(DATA TO USE begins)

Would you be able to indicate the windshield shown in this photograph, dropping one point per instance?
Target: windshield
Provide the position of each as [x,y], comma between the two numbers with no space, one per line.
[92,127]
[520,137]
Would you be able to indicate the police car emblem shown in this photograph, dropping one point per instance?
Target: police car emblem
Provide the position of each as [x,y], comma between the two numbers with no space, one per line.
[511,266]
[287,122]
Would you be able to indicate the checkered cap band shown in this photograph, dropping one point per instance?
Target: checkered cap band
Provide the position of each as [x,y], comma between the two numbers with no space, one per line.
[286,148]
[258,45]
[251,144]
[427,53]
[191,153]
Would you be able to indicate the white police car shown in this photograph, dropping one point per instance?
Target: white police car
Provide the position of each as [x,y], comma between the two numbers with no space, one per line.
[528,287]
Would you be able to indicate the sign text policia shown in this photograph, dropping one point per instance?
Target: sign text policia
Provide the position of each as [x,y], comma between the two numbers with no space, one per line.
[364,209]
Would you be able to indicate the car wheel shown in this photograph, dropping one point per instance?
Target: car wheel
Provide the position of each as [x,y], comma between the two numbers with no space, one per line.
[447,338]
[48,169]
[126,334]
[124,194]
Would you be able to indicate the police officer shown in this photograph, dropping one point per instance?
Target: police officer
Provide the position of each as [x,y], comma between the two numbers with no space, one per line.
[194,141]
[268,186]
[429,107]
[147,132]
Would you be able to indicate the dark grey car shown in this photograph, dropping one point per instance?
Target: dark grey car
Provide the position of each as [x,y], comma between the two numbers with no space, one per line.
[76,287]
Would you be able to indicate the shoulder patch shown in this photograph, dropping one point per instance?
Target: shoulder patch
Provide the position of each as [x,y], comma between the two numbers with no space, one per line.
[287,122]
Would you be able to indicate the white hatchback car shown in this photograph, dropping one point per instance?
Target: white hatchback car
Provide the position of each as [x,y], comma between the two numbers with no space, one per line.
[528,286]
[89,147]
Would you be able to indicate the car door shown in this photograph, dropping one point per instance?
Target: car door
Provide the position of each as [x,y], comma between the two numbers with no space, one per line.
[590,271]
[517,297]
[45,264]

(DATA TO USE ends)

> **WHAT THE TASK ASKS**: Write out the listing exactly, keeping every character.

> **RESPONSE TO THIS EXERCISE**:
Would you be able to indicate the windshield shown in this photograph, dropping one point per instance?
Target: windshield
Provide the position of each as [x,y], comma between the two numbers with no space, one per line.
[92,127]
[520,137]
Would you be able to indicate the police car emblem shown in this photograph, dropping one point per instance?
Target: police car emblem
Provide the position of each as [x,y], comma between the two numbers with no space, one per line.
[511,266]
[287,122]
Would you be able to indicate the checkered cap band shown in this photograph, dropping one point per instance?
Target: checkered cap band
Provide the position of each as [x,y], comma between the two numbers with no space, one per line.
[286,148]
[258,45]
[251,144]
[427,53]
[191,153]
Would you be able to indicate the white police car shown in this photograph, dropping one point per instance?
Target: white police car
Provide the position of each as [x,y], comma between the two numbers with no space, one per line.
[528,287]
Would you be able to indicate the sign text policia shown in this photograph, dropping one point per instance?
Target: sign text policia
Provide the position of each as [x,y], comma between the two numbers with no space, one per line.
[364,209]
Would you be able to indicate the car wheel shown in this photograph, dropping one point per instance?
Target: car wheel
Provide the position of each as [x,y], comma between the two numbers with no space, one per line.
[447,338]
[48,169]
[126,334]
[124,194]
Would you be able to indicate the police officer shown in this photograph, dropping one point per instance?
Target: police officer
Provide the position of each as [x,y], comma between the two numbers with no space, one per line.
[194,141]
[268,186]
[429,107]
[147,132]
Would you be able to indicate the dark grey car shown in this photograph, dropping one point per instance?
Target: dark grey car
Provide the position of each as [x,y], comma between the two numbers with no space, one per line.
[76,287]
Would you be able to indicate the shoulder patch shown in this photograph, dropping one point per instance?
Target: shoulder patch
Provide the position of each as [x,y], comma between the two numbers with no space, one per line.
[287,122]
Would you be able to indicate the white hatchback car shown in this photograph, dropping one point per instance?
Target: white hatchback car
Provide the position of each as [x,y], comma between the two numbers with no space, one per line.
[528,286]
[89,147]
Would you be able to indicate the car door shown in this photograph, dropping one point per instance?
Target: car door
Provide the position of each as [x,y], comma between the two numbers with no space, one per line.
[590,271]
[517,297]
[45,264]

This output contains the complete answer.